Output as a Markdown table with columns "Nr" and "Line" the lines of the data starting with the line containing "point: center air" and going on through the end of the data, both ends included, one row per line with blank lines omitted.

::::

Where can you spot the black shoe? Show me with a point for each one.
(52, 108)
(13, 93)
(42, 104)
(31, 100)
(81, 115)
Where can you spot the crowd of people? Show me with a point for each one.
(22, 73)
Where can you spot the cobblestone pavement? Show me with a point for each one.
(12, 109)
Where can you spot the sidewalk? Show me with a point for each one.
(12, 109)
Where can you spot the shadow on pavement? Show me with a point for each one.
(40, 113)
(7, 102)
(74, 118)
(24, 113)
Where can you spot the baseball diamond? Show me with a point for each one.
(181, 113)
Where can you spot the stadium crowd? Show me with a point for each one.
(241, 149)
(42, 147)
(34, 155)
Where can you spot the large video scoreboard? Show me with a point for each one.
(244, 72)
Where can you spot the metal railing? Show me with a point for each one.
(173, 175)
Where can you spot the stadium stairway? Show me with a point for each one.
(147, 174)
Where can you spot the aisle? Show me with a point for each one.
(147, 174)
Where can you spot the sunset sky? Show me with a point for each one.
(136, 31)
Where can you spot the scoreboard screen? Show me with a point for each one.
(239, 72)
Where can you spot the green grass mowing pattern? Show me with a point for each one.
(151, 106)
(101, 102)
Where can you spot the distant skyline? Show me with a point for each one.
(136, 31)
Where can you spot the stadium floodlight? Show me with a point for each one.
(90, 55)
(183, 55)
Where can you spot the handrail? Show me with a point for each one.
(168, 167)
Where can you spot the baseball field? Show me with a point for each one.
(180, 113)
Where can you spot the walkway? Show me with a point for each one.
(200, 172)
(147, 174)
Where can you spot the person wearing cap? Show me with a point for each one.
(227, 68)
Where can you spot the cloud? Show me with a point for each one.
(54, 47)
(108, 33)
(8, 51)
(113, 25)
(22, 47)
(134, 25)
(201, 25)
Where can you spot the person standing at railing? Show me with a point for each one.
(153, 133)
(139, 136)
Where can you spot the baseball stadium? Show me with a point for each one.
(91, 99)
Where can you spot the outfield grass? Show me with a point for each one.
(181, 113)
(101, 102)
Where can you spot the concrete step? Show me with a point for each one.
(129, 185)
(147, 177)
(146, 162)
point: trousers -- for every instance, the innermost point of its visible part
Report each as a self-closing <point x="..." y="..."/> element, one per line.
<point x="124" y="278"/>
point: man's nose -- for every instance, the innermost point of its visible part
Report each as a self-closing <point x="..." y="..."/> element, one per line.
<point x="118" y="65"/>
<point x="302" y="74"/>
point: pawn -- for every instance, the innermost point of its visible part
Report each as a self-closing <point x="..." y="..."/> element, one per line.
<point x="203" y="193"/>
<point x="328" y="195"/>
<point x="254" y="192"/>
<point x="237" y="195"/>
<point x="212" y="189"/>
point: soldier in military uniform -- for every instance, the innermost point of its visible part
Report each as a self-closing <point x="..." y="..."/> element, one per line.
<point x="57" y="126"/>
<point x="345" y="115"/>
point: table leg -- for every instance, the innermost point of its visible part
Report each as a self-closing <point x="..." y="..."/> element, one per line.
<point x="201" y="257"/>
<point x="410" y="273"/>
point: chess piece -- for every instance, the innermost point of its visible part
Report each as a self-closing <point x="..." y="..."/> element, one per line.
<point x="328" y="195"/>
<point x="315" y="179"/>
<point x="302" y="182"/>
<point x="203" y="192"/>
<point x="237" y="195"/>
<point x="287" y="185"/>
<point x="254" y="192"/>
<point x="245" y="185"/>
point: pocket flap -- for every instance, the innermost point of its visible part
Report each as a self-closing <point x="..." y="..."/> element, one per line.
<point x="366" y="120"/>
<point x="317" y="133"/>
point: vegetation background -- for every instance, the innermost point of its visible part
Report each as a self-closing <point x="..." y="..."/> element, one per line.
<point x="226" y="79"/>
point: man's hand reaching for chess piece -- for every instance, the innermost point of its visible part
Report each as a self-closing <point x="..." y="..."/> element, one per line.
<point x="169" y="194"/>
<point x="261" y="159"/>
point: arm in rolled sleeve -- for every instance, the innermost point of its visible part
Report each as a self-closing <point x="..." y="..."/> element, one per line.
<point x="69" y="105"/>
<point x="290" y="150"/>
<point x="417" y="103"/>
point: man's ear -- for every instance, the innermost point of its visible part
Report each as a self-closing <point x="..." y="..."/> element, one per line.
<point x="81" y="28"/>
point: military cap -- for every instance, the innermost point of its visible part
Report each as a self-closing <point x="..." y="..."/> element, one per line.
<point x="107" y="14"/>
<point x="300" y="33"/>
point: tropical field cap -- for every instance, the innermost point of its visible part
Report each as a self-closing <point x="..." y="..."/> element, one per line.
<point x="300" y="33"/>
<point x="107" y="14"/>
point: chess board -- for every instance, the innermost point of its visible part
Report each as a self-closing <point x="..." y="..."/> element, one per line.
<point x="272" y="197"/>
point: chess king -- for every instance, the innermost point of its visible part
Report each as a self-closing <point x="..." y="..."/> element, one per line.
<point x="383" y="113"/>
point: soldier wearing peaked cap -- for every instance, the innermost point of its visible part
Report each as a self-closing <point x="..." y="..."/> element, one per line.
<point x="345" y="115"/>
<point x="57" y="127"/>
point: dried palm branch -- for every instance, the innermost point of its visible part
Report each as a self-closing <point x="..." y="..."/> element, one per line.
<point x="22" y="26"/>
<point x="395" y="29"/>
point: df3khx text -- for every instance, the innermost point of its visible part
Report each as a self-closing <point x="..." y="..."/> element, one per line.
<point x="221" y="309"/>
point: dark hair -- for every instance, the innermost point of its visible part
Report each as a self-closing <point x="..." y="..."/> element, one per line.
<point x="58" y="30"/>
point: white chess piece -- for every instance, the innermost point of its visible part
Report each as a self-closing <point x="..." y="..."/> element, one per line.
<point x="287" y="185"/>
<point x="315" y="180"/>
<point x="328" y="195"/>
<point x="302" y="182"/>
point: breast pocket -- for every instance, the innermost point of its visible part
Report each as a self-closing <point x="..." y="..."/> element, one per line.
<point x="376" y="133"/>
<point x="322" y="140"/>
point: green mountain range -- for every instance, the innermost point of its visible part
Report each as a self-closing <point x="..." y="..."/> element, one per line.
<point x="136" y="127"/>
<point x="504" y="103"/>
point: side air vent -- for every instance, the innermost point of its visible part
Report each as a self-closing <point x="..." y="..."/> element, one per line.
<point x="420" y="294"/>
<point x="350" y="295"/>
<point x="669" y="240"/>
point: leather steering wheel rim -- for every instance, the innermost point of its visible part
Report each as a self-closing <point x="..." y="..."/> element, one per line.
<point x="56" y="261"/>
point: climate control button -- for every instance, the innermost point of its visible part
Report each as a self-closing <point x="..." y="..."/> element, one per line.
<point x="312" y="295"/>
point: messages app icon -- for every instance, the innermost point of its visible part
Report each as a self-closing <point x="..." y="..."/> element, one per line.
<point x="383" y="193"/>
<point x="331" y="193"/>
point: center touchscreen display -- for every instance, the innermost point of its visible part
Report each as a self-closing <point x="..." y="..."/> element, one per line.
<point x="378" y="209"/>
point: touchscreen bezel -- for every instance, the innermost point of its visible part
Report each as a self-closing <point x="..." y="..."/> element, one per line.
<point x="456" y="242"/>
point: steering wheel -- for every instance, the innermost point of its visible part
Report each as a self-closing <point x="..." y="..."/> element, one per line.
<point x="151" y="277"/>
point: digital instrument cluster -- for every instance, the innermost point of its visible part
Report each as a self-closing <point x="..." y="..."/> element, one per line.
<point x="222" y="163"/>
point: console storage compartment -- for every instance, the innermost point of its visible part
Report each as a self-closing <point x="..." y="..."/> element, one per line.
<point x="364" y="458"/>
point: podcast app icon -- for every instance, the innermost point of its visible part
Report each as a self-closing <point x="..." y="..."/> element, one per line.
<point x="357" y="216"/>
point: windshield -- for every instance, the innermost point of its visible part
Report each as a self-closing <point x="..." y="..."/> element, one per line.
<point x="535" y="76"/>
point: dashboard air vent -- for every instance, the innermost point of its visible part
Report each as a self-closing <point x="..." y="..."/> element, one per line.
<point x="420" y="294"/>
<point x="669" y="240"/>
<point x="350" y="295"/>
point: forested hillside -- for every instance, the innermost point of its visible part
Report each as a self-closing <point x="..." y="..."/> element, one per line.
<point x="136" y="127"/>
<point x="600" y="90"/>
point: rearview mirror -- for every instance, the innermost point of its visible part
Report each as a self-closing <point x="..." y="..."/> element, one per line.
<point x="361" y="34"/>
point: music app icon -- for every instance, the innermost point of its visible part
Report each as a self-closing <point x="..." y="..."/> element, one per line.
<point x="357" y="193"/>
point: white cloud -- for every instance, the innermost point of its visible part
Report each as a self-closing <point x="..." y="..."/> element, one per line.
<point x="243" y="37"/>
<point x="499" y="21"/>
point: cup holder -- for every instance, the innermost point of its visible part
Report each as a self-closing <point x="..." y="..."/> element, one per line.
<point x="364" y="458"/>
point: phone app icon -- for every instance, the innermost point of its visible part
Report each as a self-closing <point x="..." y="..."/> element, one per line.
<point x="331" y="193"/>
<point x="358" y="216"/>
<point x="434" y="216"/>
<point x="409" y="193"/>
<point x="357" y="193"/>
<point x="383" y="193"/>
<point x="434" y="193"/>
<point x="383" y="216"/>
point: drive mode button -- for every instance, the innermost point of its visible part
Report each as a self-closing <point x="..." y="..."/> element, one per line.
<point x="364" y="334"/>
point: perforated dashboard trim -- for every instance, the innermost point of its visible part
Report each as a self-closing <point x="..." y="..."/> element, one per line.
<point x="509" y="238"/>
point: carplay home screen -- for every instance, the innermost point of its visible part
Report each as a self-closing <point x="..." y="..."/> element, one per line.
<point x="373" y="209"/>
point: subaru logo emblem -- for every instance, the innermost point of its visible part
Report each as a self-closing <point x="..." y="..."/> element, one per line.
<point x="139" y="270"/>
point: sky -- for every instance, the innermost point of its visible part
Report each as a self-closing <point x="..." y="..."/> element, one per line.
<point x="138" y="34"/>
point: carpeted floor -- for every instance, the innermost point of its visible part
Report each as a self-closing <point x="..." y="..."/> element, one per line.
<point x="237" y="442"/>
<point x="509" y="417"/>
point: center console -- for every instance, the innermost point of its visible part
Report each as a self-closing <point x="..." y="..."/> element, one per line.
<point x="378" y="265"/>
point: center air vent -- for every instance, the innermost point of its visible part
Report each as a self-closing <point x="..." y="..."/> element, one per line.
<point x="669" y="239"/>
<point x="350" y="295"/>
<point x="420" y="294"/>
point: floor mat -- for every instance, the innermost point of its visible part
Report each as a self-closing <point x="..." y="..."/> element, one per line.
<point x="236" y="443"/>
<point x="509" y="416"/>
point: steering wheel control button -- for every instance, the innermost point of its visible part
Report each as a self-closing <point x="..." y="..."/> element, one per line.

::::

Answer below:
| Nr | Line |
|---|---|
| 1 | point: center air vent -- for every instance, the innermost point of its visible part |
| 2 | Report each as a self-closing <point x="..." y="..."/> element, one per line. |
| 3 | <point x="669" y="239"/> |
| 4 | <point x="350" y="295"/> |
| 5 | <point x="420" y="294"/> |
| 6 | point: floor mat -- for every instance, the innermost point of its visible part |
| 7 | Report each as a self-closing <point x="..." y="..."/> element, one per line. |
| 8 | <point x="236" y="443"/> |
| 9 | <point x="509" y="416"/> |
| 10 | point: steering wheel control button -- for every instance, the innermost point of its visible part |
| 11 | Report each as a self-closing <point x="..." y="..."/> element, one per line. |